Top of Entries supplied
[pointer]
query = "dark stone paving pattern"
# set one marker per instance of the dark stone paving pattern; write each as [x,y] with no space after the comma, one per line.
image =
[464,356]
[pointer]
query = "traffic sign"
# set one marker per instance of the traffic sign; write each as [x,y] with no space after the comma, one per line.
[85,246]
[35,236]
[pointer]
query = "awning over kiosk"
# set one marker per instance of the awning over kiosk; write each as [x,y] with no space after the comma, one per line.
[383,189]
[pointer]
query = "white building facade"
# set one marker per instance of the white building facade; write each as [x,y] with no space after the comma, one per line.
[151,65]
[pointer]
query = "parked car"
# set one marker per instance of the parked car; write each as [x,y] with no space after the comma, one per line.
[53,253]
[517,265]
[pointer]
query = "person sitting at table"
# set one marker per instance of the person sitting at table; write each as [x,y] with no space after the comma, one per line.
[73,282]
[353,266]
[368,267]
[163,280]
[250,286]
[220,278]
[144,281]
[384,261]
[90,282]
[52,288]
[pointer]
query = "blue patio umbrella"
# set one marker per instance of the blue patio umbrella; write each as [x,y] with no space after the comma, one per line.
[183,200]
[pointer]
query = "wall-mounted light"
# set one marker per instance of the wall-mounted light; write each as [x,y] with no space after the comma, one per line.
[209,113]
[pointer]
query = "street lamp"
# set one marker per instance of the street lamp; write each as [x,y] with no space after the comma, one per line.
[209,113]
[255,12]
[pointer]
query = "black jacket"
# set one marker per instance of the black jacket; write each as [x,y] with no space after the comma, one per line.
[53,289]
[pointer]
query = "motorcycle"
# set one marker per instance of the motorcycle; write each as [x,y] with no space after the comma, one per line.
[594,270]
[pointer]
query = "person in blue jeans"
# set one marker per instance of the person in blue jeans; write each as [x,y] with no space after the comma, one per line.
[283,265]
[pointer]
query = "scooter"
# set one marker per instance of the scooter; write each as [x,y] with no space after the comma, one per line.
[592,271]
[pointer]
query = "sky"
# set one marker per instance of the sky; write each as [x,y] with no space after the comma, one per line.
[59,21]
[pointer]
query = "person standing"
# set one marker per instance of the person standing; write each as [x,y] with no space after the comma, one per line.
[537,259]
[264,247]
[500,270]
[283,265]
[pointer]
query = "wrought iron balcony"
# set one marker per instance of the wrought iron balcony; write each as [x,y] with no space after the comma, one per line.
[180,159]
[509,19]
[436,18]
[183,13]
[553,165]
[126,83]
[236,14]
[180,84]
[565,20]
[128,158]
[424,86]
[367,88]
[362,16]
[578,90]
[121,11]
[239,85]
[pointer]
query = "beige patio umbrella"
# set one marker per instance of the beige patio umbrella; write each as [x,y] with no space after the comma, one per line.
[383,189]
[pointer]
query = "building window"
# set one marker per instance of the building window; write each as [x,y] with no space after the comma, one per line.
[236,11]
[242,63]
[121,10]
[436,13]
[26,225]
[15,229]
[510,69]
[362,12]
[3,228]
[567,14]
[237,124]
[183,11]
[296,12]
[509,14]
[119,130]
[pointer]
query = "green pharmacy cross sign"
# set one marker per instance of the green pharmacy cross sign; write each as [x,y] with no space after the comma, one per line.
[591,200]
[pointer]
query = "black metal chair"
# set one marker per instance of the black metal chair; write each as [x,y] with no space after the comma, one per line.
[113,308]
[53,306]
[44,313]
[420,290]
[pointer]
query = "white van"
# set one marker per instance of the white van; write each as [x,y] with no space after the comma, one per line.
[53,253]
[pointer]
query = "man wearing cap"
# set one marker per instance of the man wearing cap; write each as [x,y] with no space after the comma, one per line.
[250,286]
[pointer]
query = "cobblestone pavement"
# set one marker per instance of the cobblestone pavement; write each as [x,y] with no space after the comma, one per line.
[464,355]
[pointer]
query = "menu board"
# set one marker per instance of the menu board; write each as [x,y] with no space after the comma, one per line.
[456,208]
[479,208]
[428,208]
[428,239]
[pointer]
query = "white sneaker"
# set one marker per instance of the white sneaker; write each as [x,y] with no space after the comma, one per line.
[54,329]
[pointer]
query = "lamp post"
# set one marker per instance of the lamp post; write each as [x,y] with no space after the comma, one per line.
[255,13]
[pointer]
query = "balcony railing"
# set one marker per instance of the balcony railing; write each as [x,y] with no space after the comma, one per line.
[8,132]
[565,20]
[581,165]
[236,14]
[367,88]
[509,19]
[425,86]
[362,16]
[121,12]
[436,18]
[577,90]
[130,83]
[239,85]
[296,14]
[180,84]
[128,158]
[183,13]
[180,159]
Bottom of Entries supplied
#### Work instruction
Extract the complete set of records unchanged.

#### Written answer
[pointer]
query = "dark stone paving pattern"
# set one marker per instance of the dark stone paving pattern; write each as [x,y] with no space after the comma, one per line.
image =
[464,356]
[pointer]
query = "traffic sign"
# set one marker per instance of the traffic sign; write each as [x,y] with no space after the comma, one per line.
[85,246]
[35,236]
[pointer]
query = "awning over kiosk"
# set one marker per instance of the awning over kiosk; write each as [x,y] with no space after the comma, one per line.
[383,189]
[pointer]
query = "white building facade"
# set one marker per instance of the white building facade; write each as [x,y] with no space after the comma, one per line.
[151,65]
[pointer]
query = "parked car"
# set one marker per instance of the parked car; write each as [x,y] with no space after the comma, one per line.
[53,253]
[517,265]
[pointer]
query = "person sitting at table"
# set one marker per instance of the person sitting at table; write each as [x,y] with no space after the comma, one per line.
[73,282]
[353,266]
[368,267]
[163,280]
[250,286]
[220,278]
[144,281]
[384,261]
[90,282]
[52,288]
[pointer]
query = "blue patio umbrella"
# set one marker per instance of the blue patio umbrella; write each as [x,y] with no space after the comma, one per line.
[183,200]
[pointer]
query = "wall-mounted light"
# set one marker per instance of the wall-mounted light; write each as [x,y] with no space after the comma, one per line.
[209,113]
[pointer]
query = "street lamp"
# set one marker per instance of the street lamp; write each as [x,y] with no space after the comma, one per line.
[209,113]
[255,12]
[pointer]
query = "black jacket"
# set one marker per instance of the black jacket; write each as [x,y] with no space after the comma, one per line.
[53,289]
[pointer]
query = "motorcycle"
# set one marker per instance of the motorcycle; write each as [x,y] with no space after the comma, one per line.
[594,270]
[pointer]
query = "person in blue jeans"
# set one marker per instance of the person in blue jeans; write each as [x,y] with no space after the comma, one per line.
[283,265]
[pointer]
query = "scooter"
# set one marker per instance of the scooter; write each as [x,y] with no space after the comma, one per line.
[592,271]
[pointer]
query = "sky"
# set one marker per instance of the sky; write each as [x,y] with no space after the comma, one per line.
[59,21]
[pointer]
query = "person standing"
# set one marker per instance of the person standing; write each as [x,y] with no space after the comma, one per line.
[537,259]
[264,247]
[500,270]
[283,265]
[pointer]
query = "wrought iron balcony"
# set one marker per instance of the wrought iron balcony; write each as [x,y] with no space after the comma, one per line.
[180,159]
[509,19]
[436,18]
[183,13]
[553,165]
[126,83]
[236,14]
[180,84]
[565,20]
[128,158]
[424,86]
[367,88]
[362,16]
[578,90]
[121,11]
[239,85]
[pointer]
query = "beige patio umbrella"
# set one marker per instance of the beige patio umbrella; write each as [x,y] with no space after the comma, one per line.
[383,189]
[pointer]
query = "building window"
# set one marker per instance of the building window; write each as [x,y] with no space after the comma, one per line.
[236,11]
[242,63]
[121,10]
[436,13]
[26,225]
[15,229]
[510,69]
[362,12]
[3,228]
[567,14]
[237,124]
[183,11]
[296,12]
[509,14]
[119,130]
[pointer]
query = "green pharmacy cross sign"
# set one marker per instance of the green pharmacy cross sign; write each as [x,y] with no space after the comma, one per line.
[591,200]
[pointer]
query = "black metal chair"
# set one marker per instance of the black metal chair; write each as [x,y] with no space after the comma, one per line.
[113,308]
[53,306]
[44,313]
[420,290]
[pointer]
query = "white van"
# set one marker per instance of the white van; write each as [x,y] with no space after the comma, one per line.
[53,253]
[pointer]
query = "man wearing cap"
# set one marker per instance of the man wearing cap; write each as [x,y] with no space after the comma, one per line.
[250,286]
[pointer]
query = "cobblestone pavement"
# set one marker per instance of the cobblestone pavement; write each as [x,y] with no space after the comma, one per line.
[464,355]
[pointer]
query = "menu board"
# set one marker per instance of the menu board; write each as [x,y] with no space after the comma, one per line.
[456,208]
[479,208]
[428,208]
[428,239]
[pointer]
query = "white sneaker"
# set one marker per instance of the white sneaker; write each as [x,y] with no space after the comma, one per line.
[54,329]
[pointer]
query = "lamp post"
# set one marker per instance of the lamp post; write each as [x,y] with no space after the comma, one per line.
[255,13]
[pointer]
query = "balcony railing"
# set one marker per instance of the balcony railing; write each as [x,y] with no space after the comma, one per line.
[8,132]
[565,20]
[581,165]
[236,14]
[367,88]
[509,19]
[425,86]
[362,16]
[121,12]
[436,18]
[577,90]
[130,83]
[239,85]
[296,14]
[180,84]
[128,158]
[183,13]
[180,159]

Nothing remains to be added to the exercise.